EXTRACT:
━━━━━━━━━━━━━━━━
How do Drum Synths work

Im curious to know. The Rhythm has an analogue synth engine. Yet it mostly only produces drum sounds. Why not pads like a Prophet for example. If they have oscillators whats going on in the circuitry that stop synth sounds at a few nice synth sounds but not much more. Obviously they are aimed at drum synthesis but how so? Why cant they do more sound design on the synth(trad) part? Just curious.

The oscillator sections are mostly arranged with drum synthesis in mind. They have “built in” decay envelopes so their output falls away, typically quite quickly. Many of the Machines output noise rather than tone, which can be useful in pads but is typically more appropriate for drums (which are often wide-band sounds).

Interestingly, the default amp envelope is full volume for as long as the pad is held, which is much more like a pad envelope. The quick “drum” envelopes come from the oscillator decays.

The 2VCO machine can make pad-like sounds, if you turn the oscillator decays up to INF.it’s tuning isn’t as stable as in many synths.

Also, most synths can make drum sounds. People regularly talk about how great the DN and A4 are for drums. I used to make percussion with an MS-10.

The main features of drum sounds are near-instant attack, fast decays and release - ideally exponential, more use of wide-band sound and spectrum or pitch sweeps, rather than steady or slowly-transitioning fundamentals+harmonics.

11 Likes

Thanks for that detailed response. So the envelopes are the main reason due to attack and delays. There seems to be a lot of similarities with the A4. This is one of most interesting drum machines as it can do synth stuff quite well. Plus the sample playback which is a different topic. Are the oscillators the same type in the A4 and AR do you know?

You can get a great insight in drum synth by taking a look at the DFAM’s architecture:

  • Two Oscs that can FM each other

  • A VCF and a VCA

  • Three decay envelopes, one for pitch, one for the VCF and one for the VCA

So yeah, decay envelopes are key to a good drum synth.

I suspect too that the envelopes’ curves are slightly different to the typical curves you would get on a more bread and butter synth made for playing melodies. Envelopes with an exponential curve always sound more natural for percussive sound than linear ones to my ears. An example of a great tool for percussive sounds is the vactrol low pass gate which acts as a combined LPF and VCA that has a very natural (exponential) decay when you ping it. These low pass gates made the famous “buchla bongo” sound. So yeah, envelopes have to be selected and tuned carefully because they are a big part in how your drums will sound. And not all synth make drum sounds, due mainly to the envelope behavior.
━━━━━━━━━━━━━━━━
Entries from a point annotation set:
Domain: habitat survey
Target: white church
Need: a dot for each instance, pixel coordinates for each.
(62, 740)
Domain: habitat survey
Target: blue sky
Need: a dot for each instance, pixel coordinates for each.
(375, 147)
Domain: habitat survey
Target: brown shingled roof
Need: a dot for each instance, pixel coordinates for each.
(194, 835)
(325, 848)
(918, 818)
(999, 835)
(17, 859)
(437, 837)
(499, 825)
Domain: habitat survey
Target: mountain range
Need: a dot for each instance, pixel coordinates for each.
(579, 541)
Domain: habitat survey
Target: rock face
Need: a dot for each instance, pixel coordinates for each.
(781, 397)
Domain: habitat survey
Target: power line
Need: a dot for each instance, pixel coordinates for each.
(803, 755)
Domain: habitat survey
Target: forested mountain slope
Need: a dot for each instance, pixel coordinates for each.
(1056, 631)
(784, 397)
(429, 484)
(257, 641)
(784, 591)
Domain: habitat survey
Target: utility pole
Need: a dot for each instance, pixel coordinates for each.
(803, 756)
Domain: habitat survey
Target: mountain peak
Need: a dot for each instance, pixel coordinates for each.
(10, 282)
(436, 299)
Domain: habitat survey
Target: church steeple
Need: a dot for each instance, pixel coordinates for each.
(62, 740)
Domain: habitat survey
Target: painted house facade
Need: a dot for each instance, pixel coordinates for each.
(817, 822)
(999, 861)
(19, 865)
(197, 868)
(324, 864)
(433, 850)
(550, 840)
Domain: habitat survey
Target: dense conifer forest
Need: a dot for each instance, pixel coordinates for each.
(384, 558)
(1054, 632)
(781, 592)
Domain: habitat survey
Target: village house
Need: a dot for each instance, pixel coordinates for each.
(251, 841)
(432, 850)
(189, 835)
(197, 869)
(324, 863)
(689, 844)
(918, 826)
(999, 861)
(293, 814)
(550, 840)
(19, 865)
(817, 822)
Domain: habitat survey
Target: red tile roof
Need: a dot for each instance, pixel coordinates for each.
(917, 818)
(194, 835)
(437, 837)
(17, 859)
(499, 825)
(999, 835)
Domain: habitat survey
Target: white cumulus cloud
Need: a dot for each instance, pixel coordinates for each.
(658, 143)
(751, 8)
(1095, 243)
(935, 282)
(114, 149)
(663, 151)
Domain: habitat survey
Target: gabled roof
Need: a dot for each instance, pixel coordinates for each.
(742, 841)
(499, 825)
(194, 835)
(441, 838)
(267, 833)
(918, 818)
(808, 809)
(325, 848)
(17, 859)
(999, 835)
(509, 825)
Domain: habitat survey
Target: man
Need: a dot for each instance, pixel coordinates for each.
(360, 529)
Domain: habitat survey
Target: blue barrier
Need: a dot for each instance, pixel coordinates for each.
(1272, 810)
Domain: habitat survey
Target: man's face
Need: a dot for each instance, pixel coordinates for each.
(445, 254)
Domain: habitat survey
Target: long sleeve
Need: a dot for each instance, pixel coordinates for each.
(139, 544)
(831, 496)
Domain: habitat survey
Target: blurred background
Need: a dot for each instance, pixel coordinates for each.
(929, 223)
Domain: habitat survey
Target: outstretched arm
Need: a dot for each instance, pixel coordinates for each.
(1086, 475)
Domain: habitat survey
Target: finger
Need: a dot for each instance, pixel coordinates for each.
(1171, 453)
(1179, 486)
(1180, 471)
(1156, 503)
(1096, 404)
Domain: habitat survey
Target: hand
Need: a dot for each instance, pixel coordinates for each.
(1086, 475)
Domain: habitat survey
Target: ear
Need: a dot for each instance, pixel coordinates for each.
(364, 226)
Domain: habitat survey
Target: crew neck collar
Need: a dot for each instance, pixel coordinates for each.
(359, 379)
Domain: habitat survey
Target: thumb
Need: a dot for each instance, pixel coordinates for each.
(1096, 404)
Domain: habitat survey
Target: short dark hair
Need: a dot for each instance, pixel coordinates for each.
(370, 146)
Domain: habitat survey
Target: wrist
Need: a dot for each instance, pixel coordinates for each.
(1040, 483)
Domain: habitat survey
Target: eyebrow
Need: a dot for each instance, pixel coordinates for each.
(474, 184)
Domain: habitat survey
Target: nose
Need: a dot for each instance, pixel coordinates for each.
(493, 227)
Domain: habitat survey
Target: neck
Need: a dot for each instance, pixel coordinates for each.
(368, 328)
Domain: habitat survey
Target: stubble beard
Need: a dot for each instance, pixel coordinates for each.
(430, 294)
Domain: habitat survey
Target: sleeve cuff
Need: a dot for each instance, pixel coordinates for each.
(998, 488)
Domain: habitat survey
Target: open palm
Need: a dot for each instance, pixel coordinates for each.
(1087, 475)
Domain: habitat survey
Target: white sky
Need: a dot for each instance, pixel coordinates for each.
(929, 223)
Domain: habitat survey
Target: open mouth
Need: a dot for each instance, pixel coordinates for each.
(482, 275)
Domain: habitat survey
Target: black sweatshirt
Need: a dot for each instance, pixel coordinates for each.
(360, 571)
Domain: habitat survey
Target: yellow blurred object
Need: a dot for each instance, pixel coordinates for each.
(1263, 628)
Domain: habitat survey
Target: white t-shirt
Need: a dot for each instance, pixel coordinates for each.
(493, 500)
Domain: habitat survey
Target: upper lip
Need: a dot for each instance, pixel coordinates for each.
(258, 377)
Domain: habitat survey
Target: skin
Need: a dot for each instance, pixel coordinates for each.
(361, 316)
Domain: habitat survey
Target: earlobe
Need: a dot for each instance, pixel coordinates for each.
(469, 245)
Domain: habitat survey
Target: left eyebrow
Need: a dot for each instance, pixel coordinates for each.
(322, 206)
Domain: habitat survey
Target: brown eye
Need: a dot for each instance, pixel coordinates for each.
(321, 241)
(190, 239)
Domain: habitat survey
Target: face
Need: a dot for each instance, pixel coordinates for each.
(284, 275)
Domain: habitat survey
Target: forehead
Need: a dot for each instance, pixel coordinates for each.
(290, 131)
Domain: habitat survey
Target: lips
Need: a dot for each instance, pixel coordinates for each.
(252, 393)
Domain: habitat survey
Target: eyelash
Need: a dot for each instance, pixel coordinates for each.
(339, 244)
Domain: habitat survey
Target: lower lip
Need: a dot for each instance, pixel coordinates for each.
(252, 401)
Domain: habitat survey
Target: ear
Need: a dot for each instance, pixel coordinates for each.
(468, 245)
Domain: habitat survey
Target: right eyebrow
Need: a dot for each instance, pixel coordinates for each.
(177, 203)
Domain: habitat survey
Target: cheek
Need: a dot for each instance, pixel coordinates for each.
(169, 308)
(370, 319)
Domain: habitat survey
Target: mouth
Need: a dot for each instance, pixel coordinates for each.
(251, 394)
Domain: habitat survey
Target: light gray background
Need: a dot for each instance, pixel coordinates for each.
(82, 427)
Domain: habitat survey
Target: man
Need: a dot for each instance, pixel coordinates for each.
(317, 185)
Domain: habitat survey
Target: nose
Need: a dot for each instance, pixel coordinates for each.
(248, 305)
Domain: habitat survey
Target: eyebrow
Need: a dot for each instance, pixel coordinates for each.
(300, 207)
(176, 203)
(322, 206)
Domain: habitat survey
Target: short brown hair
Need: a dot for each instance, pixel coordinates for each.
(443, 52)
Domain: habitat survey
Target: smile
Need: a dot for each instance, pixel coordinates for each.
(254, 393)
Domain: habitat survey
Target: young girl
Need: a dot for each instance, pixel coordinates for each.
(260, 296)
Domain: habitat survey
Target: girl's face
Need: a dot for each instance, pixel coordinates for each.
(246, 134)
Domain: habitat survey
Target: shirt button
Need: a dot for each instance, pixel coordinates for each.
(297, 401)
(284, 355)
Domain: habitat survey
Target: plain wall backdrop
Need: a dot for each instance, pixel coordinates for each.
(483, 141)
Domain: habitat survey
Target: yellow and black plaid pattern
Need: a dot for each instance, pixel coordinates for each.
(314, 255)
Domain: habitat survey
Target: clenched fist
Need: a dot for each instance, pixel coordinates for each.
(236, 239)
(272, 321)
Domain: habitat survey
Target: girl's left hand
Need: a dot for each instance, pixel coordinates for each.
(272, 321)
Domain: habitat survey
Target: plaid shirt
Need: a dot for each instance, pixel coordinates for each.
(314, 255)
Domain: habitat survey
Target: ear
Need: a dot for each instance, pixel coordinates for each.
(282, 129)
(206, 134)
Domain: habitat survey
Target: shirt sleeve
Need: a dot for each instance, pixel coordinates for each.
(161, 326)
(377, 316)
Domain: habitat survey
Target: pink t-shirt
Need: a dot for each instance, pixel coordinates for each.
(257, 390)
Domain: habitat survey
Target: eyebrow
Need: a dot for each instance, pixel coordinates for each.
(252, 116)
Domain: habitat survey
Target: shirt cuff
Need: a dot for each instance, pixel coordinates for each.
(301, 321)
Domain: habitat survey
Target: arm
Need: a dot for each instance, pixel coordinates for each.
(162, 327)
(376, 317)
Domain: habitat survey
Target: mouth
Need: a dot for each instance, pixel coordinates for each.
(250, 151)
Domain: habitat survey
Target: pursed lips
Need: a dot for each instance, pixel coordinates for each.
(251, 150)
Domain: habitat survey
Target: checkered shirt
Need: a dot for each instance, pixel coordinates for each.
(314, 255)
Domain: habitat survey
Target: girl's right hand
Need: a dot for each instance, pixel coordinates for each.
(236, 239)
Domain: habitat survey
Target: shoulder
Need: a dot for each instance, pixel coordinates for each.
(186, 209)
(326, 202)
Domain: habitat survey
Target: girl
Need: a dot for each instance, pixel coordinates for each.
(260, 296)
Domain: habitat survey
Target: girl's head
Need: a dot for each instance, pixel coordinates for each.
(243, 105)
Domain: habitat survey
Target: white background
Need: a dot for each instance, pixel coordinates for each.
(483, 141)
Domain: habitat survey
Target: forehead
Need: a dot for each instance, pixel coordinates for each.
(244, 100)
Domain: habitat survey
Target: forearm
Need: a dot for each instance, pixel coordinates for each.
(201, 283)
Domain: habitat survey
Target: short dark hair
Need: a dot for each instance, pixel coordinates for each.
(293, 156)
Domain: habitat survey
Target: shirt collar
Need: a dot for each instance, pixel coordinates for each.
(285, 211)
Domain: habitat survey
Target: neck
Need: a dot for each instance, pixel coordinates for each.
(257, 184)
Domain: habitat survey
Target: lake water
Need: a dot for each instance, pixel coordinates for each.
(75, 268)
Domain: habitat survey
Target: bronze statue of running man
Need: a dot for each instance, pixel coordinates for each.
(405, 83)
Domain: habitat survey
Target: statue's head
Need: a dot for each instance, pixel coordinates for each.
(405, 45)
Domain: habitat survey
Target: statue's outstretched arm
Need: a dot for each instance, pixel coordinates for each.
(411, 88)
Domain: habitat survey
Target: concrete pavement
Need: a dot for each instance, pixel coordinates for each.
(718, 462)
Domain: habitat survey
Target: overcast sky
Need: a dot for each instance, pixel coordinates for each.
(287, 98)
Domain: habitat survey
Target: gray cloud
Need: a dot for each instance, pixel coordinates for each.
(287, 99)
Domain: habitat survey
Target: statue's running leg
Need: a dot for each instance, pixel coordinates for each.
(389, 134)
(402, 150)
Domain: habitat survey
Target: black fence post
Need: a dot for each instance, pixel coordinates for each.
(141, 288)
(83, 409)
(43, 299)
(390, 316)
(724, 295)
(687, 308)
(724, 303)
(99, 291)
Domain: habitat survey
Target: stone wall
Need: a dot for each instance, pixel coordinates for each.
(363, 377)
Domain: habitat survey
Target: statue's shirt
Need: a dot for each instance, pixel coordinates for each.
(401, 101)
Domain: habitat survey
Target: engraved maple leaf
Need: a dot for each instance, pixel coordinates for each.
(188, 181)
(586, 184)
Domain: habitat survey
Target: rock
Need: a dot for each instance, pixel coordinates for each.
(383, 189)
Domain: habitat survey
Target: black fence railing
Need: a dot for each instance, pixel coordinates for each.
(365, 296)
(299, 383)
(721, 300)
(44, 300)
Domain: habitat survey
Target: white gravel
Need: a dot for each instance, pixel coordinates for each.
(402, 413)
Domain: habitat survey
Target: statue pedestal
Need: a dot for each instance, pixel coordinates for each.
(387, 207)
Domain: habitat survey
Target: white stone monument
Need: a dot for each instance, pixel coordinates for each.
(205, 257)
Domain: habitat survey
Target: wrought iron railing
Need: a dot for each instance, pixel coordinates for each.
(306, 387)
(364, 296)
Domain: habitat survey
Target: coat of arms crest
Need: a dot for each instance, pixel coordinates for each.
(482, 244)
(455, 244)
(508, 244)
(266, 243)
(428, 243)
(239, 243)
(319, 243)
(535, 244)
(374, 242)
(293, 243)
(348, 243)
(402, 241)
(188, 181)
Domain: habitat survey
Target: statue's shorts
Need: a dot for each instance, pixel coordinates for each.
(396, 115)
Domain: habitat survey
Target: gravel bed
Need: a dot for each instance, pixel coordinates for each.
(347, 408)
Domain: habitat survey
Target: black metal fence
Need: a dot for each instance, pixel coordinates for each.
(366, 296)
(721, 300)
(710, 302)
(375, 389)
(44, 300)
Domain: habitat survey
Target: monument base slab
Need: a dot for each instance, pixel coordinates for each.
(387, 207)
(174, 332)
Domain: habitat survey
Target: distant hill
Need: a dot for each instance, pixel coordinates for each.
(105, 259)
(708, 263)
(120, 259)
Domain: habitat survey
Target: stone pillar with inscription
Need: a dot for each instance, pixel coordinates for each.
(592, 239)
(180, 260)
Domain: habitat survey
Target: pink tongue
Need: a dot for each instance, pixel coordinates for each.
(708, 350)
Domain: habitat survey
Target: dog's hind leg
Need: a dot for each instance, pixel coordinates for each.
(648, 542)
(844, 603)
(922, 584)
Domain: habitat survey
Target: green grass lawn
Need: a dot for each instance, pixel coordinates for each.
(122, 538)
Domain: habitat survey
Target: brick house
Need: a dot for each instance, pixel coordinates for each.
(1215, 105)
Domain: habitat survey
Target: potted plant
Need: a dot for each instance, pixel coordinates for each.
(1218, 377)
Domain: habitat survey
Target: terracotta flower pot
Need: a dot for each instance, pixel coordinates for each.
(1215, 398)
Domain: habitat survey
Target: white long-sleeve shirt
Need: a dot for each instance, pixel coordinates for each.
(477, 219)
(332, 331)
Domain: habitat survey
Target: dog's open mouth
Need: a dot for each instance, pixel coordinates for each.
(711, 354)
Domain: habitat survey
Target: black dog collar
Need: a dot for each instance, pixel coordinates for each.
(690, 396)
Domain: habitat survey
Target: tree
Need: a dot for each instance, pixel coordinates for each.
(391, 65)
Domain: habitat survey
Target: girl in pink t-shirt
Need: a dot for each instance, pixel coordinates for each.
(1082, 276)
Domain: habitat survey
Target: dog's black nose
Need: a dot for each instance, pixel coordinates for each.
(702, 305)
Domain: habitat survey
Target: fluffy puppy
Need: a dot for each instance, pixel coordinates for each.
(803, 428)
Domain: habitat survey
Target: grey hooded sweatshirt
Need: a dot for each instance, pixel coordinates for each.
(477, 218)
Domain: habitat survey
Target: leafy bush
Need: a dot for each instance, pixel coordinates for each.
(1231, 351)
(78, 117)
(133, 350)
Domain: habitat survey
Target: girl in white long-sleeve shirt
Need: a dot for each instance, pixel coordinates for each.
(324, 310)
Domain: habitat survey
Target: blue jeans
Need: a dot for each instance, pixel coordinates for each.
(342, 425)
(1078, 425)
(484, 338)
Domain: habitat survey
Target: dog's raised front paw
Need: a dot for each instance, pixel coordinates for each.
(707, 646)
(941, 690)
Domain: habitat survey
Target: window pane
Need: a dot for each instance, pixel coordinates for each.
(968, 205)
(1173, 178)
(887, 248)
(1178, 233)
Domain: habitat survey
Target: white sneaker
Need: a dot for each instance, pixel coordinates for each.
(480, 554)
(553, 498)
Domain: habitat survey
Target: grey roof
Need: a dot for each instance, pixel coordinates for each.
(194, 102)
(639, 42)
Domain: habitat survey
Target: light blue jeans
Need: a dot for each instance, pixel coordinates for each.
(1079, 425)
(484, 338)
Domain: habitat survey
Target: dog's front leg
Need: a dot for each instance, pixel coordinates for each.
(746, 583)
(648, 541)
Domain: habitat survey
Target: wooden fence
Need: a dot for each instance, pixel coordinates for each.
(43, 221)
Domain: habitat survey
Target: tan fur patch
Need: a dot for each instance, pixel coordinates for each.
━━━━━━━━━━━━━━━━
Transcribe the portion of the drum synth discussion above between "The oscillator sections" and "in many synths.", inclusive.

The oscillator sections are mostly arranged with drum synthesis in mind. They have “built in” decay envelopes so their output falls away, typically quite quickly. Many of the Machines output noise rather than tone, which can be useful in pads but is typically more appropriate for drums (which are often wide-band sounds).

Interestingly, the default amp envelope is full volume for as long as the pad is held, which is much more like a pad envelope. The quick “drum” envelopes come from the oscillator decays.

The 2VCO machine can make pad-like sounds, if you turn the oscillator decays up to INF.it’s tuning isn’t as stable as in many synths.